(Pointing dataset items)
## begin
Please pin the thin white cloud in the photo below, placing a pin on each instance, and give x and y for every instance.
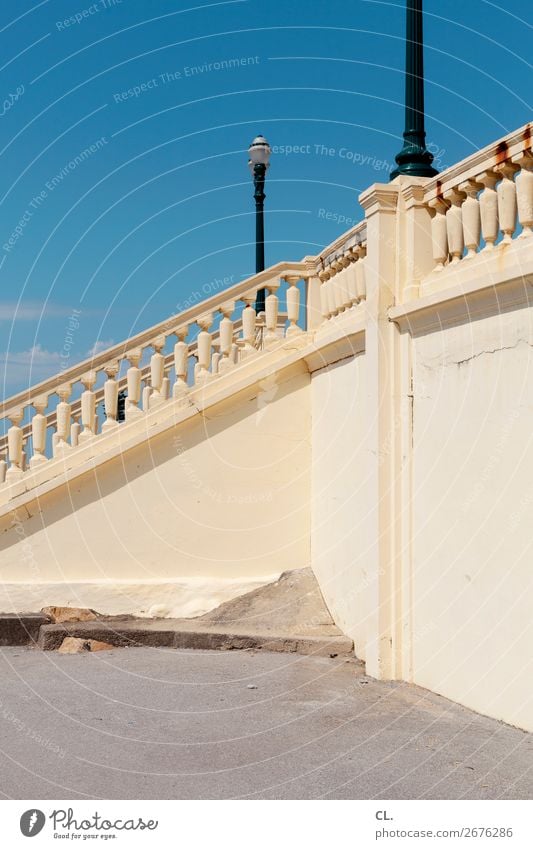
(33, 311)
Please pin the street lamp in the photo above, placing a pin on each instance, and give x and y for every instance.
(259, 151)
(414, 159)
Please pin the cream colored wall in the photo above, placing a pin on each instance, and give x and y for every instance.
(340, 503)
(222, 497)
(472, 587)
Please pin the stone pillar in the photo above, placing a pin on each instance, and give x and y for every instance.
(384, 360)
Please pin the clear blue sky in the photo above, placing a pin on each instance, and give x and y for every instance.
(162, 206)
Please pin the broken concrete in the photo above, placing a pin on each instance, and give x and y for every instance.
(75, 645)
(287, 616)
(69, 614)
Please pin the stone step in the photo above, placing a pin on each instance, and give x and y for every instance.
(166, 633)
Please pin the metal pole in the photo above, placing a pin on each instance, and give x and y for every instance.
(414, 159)
(259, 195)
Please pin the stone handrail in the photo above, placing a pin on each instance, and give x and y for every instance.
(479, 203)
(221, 342)
(342, 272)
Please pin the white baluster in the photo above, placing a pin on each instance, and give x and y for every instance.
(524, 192)
(225, 333)
(360, 279)
(507, 207)
(157, 371)
(471, 217)
(293, 306)
(88, 407)
(272, 312)
(133, 378)
(488, 207)
(248, 327)
(75, 430)
(324, 295)
(216, 356)
(38, 432)
(15, 440)
(439, 232)
(110, 397)
(454, 224)
(181, 364)
(63, 416)
(204, 349)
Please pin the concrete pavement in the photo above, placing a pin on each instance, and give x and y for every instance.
(164, 723)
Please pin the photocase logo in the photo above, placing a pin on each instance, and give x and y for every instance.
(32, 822)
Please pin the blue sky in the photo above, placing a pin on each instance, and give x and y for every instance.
(143, 98)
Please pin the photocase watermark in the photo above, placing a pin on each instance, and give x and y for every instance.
(215, 285)
(50, 186)
(88, 12)
(188, 71)
(337, 218)
(11, 99)
(73, 324)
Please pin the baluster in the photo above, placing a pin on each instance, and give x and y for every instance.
(157, 371)
(471, 217)
(225, 333)
(204, 349)
(247, 342)
(439, 232)
(323, 276)
(507, 207)
(454, 224)
(15, 440)
(88, 407)
(133, 382)
(63, 416)
(488, 207)
(360, 279)
(332, 301)
(272, 312)
(524, 192)
(216, 356)
(38, 432)
(110, 397)
(346, 275)
(75, 430)
(146, 394)
(337, 295)
(293, 306)
(181, 363)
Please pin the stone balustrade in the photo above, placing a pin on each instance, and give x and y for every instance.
(484, 202)
(160, 365)
(343, 273)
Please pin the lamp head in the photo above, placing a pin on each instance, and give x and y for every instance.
(259, 151)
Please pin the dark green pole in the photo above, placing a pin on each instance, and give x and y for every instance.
(259, 195)
(414, 158)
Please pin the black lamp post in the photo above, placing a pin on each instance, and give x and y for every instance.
(259, 151)
(414, 159)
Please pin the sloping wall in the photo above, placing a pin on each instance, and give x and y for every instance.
(340, 503)
(221, 500)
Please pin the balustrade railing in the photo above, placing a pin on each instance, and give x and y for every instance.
(484, 202)
(343, 273)
(56, 416)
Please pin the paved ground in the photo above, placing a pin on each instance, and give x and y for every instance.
(162, 723)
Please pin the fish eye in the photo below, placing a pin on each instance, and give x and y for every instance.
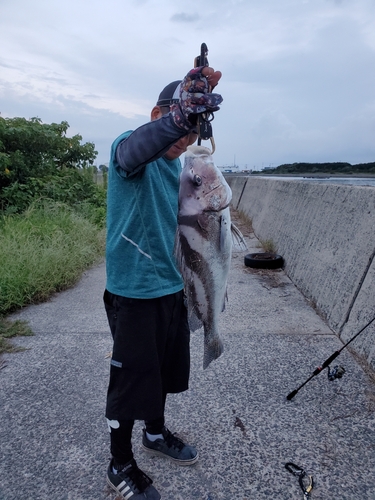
## end
WHAT IS REQUIRED :: Could you shift each coordinate in the answers up by 73 and write out every line from the one containing "Please pin the stone balustrade" through the end of the items, leaving the pictures out?

FINISHED EXERCISE ::
Please pin the stone balustrade in the photo above, placing a pin on each instance, and give x and y for every instance.
(557, 275)
(233, 438)
(416, 346)
Please pin the lamp head in the photo above, placing a pin on each instance, and give x and y for every instance.
(332, 224)
Please pin the dark green pole in the photo above, placing a pin on each instance, and give x and y for every instance.
(332, 268)
(487, 231)
Please pin the black lamp post in the photo above, placing a pin on each instance, and give x and y for every instance.
(332, 224)
(487, 232)
Please pin the sloping wall in the photo above, placing a pin on each instance, and give x and y for every instance.
(413, 576)
(294, 573)
Please pin the balustrade railing in the photo above, placing a pin on each instance, and give x and y for every instance.
(557, 275)
(416, 346)
(129, 489)
Please pin the paved ground in the photo above, placing a pin on each instance, and give x and y for every instance.
(235, 796)
Please pin the fish eye in the photo below, placing a pin on each instance, and give x and y for every instance.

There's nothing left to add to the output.